Named-object pointing data
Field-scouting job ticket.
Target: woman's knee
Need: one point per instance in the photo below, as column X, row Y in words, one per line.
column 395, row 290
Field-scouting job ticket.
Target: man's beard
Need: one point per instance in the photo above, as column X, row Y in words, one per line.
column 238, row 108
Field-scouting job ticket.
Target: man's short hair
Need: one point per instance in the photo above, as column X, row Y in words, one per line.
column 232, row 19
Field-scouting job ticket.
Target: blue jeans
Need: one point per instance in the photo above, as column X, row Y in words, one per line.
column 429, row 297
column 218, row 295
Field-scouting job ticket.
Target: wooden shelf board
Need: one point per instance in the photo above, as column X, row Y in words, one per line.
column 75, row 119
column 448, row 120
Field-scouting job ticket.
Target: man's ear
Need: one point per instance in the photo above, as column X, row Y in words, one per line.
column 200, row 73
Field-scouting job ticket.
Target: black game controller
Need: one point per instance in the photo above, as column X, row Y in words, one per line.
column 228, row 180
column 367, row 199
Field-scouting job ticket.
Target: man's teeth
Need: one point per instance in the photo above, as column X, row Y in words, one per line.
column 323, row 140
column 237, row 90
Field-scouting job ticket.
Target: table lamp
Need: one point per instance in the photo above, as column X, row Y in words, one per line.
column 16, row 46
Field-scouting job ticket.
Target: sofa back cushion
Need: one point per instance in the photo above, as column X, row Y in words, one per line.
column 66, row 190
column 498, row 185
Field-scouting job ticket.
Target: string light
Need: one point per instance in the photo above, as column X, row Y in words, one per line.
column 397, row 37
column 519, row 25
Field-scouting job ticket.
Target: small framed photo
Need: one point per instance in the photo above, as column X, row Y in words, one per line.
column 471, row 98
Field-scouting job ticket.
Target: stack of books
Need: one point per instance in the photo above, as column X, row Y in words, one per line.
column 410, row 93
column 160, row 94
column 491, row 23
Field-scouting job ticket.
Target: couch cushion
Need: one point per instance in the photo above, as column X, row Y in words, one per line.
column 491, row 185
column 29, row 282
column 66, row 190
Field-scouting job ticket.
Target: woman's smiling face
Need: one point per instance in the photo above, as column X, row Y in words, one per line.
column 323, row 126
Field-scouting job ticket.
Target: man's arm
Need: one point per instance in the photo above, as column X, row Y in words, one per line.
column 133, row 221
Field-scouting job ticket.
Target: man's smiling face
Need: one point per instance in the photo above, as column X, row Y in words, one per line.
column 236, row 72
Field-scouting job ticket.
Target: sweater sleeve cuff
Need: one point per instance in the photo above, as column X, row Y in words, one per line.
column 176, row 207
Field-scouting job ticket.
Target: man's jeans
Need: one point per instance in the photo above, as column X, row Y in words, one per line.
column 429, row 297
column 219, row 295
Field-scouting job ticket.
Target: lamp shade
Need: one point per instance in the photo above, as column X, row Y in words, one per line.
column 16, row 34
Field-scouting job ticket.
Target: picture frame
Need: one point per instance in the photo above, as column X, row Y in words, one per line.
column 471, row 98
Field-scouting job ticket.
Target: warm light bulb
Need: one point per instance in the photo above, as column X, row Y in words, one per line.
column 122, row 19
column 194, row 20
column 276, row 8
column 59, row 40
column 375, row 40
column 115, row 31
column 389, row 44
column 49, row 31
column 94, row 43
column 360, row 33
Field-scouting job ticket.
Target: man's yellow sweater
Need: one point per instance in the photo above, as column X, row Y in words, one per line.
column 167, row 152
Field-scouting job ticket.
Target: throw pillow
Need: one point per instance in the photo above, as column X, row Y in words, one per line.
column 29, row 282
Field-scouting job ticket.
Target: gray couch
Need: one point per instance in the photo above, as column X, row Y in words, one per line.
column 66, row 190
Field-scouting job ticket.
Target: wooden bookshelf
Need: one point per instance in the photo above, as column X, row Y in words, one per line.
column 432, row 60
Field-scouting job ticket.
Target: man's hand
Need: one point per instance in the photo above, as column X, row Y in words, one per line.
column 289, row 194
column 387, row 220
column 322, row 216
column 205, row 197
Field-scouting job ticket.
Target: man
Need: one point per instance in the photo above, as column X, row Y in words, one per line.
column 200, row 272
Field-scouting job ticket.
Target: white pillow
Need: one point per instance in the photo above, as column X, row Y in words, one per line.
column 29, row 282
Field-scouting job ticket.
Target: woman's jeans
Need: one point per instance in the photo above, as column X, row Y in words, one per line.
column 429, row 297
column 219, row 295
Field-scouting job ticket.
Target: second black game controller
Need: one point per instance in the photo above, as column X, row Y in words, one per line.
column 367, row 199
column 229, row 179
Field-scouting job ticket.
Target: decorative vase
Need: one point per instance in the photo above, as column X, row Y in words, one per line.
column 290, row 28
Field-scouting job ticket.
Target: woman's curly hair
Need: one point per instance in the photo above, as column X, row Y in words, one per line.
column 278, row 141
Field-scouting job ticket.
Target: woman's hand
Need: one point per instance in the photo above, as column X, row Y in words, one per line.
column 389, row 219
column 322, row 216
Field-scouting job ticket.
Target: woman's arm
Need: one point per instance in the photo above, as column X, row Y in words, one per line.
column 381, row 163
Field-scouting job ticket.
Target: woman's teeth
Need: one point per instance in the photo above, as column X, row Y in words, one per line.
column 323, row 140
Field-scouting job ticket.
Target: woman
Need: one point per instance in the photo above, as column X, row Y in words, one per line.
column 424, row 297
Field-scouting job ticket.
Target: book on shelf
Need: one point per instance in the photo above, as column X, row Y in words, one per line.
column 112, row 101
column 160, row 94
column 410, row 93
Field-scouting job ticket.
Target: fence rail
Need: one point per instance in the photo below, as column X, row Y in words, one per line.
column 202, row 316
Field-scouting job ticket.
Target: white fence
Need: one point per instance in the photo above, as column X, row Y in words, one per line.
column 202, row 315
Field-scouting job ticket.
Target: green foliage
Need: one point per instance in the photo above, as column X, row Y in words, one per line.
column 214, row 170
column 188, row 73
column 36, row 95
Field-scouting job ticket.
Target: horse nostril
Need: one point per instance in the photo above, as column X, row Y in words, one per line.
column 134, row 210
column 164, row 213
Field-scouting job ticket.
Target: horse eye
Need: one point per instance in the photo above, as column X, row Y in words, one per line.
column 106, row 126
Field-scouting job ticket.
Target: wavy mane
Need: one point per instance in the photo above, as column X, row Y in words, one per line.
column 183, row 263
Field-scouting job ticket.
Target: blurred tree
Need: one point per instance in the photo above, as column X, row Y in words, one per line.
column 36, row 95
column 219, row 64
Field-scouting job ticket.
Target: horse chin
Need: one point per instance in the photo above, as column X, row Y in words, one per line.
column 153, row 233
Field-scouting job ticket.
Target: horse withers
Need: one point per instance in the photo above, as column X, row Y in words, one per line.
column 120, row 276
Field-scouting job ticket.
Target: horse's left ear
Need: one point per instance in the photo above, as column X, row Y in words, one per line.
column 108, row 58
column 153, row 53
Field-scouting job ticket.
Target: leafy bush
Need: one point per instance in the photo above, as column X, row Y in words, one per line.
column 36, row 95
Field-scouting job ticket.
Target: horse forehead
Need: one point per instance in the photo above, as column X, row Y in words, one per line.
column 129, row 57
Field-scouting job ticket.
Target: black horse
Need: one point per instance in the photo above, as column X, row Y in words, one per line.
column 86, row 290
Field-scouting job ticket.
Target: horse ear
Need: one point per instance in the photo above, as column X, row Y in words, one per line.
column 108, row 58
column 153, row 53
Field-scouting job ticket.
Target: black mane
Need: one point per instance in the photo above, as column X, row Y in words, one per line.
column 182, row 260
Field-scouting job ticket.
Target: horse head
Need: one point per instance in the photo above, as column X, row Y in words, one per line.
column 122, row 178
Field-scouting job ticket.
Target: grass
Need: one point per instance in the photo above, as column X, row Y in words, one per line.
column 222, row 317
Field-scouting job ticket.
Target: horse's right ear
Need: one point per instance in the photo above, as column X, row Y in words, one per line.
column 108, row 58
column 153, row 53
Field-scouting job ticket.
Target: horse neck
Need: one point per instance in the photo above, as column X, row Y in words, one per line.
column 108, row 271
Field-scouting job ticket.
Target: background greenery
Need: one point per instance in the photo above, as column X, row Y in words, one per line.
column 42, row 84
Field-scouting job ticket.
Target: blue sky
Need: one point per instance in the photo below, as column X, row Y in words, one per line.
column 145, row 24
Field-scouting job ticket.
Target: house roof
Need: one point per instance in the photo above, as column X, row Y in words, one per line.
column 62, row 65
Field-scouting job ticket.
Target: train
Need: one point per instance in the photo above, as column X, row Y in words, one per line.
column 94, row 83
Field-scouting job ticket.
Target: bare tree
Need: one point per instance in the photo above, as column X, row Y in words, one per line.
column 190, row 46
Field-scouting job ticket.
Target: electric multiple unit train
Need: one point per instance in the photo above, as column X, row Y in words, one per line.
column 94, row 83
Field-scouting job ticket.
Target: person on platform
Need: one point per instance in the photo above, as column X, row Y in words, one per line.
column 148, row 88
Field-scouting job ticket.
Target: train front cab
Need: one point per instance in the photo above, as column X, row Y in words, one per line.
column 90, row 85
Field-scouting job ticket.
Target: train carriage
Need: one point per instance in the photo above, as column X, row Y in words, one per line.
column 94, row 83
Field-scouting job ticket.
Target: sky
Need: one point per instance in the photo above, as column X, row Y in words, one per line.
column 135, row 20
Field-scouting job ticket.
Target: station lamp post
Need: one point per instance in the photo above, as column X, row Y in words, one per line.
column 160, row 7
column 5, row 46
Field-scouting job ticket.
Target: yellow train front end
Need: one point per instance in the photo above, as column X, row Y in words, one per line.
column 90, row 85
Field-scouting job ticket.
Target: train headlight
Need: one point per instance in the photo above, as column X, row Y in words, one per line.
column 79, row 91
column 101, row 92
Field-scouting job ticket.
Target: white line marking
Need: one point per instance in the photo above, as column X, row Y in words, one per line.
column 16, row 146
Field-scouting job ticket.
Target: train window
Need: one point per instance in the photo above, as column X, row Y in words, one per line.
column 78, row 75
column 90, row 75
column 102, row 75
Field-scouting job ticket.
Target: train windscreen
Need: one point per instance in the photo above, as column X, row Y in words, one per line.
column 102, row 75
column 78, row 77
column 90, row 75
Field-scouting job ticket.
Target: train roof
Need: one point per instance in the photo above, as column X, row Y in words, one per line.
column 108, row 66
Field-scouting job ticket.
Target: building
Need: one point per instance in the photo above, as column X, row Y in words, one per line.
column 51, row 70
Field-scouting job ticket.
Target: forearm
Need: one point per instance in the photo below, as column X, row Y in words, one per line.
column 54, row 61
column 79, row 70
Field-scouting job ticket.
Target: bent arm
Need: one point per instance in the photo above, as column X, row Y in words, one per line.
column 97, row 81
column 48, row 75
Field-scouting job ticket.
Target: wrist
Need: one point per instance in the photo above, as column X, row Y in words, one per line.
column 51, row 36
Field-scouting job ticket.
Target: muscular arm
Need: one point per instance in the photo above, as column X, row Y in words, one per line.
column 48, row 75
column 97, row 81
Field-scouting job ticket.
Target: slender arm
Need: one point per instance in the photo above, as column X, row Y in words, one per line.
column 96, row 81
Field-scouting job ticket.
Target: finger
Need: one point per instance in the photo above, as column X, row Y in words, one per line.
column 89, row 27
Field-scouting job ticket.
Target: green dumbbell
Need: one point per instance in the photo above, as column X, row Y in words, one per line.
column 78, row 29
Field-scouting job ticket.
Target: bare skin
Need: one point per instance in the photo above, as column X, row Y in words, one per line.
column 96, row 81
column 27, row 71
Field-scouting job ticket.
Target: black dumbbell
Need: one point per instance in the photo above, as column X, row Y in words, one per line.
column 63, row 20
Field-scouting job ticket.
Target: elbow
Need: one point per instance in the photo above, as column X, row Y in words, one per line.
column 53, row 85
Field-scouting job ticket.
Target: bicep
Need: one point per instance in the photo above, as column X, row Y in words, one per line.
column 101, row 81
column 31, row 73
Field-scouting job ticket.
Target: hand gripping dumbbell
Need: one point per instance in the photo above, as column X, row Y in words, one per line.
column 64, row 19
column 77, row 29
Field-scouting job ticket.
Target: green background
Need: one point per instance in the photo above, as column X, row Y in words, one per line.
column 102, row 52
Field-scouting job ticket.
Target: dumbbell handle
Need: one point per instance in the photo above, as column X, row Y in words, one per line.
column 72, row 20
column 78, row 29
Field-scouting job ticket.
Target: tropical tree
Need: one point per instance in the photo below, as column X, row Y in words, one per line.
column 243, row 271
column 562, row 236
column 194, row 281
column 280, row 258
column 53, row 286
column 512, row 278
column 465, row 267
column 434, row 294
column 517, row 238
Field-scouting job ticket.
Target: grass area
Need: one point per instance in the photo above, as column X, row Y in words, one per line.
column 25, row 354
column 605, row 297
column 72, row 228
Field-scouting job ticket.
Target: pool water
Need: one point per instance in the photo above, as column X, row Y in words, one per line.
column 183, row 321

**Task directions:** Count the lines in the data above that contain the string "smiling". Reply with the number alone.

**Problem solution:** 2